Segment Start: Dataset entries

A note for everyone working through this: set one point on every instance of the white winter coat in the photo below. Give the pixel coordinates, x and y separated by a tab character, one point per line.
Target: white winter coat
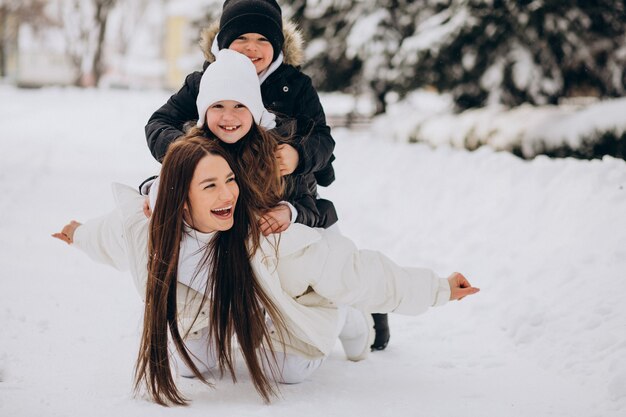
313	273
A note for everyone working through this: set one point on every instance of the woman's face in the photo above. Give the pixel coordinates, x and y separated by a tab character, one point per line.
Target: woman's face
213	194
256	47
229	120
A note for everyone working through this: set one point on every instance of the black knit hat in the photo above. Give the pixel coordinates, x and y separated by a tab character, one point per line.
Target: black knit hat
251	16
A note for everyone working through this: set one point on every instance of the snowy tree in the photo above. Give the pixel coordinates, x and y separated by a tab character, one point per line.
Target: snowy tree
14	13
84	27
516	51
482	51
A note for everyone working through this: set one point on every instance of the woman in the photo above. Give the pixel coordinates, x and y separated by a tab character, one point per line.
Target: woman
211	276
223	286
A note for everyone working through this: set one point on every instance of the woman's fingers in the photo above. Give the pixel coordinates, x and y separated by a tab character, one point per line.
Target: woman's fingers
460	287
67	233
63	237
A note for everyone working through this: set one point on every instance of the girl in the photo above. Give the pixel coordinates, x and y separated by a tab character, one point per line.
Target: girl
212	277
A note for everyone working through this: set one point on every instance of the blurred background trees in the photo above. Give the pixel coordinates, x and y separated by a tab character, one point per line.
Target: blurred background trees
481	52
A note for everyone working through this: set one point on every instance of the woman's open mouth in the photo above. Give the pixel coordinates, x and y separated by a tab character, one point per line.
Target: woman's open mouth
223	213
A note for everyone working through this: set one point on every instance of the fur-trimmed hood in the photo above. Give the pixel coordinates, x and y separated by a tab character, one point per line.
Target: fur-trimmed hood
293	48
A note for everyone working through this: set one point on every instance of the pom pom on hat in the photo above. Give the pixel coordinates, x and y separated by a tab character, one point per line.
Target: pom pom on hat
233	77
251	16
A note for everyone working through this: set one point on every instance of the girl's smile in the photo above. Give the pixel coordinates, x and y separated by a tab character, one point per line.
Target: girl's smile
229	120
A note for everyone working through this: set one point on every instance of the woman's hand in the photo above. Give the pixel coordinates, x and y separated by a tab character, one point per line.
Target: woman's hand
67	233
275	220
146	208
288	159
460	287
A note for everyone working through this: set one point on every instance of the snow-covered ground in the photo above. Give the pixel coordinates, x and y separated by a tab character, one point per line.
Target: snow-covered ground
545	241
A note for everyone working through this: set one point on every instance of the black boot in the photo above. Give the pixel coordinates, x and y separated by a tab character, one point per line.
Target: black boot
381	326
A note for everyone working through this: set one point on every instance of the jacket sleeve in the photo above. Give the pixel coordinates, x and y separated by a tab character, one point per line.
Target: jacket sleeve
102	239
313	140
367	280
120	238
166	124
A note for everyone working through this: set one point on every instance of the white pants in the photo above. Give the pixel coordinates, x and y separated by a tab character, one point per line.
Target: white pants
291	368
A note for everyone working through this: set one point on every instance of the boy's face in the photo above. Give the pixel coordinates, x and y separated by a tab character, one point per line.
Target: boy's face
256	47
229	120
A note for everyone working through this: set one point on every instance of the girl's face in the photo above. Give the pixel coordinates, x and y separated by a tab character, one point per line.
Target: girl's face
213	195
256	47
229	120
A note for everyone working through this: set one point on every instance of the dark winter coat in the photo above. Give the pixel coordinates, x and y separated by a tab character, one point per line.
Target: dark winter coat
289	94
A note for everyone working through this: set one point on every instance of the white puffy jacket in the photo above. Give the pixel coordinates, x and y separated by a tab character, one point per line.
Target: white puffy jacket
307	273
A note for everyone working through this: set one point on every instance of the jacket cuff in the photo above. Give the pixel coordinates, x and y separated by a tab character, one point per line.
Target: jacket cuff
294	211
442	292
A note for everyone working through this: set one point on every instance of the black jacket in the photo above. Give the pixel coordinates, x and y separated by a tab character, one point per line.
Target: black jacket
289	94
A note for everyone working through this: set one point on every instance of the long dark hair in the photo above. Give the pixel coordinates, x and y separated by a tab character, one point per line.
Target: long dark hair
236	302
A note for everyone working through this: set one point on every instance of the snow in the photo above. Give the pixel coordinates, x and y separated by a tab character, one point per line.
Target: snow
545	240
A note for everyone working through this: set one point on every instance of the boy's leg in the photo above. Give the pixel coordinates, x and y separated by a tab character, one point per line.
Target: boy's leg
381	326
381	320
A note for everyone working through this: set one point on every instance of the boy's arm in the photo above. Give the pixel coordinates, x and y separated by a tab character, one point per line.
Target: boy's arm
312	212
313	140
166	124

Segment End: Dataset entries

## About this exercise
Where the listing above reaches the line that contains "the boy's face", start retyping, and finish with the line that contains "the black jacket"; reproduce those lines exactly and no others.

## Your response
A note for everyone working through this: set one point on every instance of the boy's face in the photo above. Give the pixel coordinates, x and y separated by a tab character, one point per line.
Target: boy's face
256	47
229	120
A note for everyone working through this: set one point on every instance of the girl's face in the photo above. Give the pixel coordinates, x and y separated by a tab character, one point per line.
Target: girl's face
213	195
256	47
229	120
A note for everyone working through this: set one point on every instance of the dark winter coat in the photo above. Give the pixel coordinates, x and y separated by a tab character, one point per line.
Target: dark winter coat
289	94
A note for everyone working through this: set one point on every instance of the white puffy jacket in the photo above. Give the pixel coordinates, x and y separated by a tab character, one point per line.
Target: white puffy jacket
307	273
A note for everyone working through this: set one point on every instance of the jacket cuff in the photo above. Give the pixel coordinates, x and y separated by a tab character, one point per line.
Target: jacket cuff
294	211
442	292
A note for everyone working through this: set one point on every instance of the black jacket in the photo above. Give the pixel coordinates, x and y separated by a tab character, one point per line.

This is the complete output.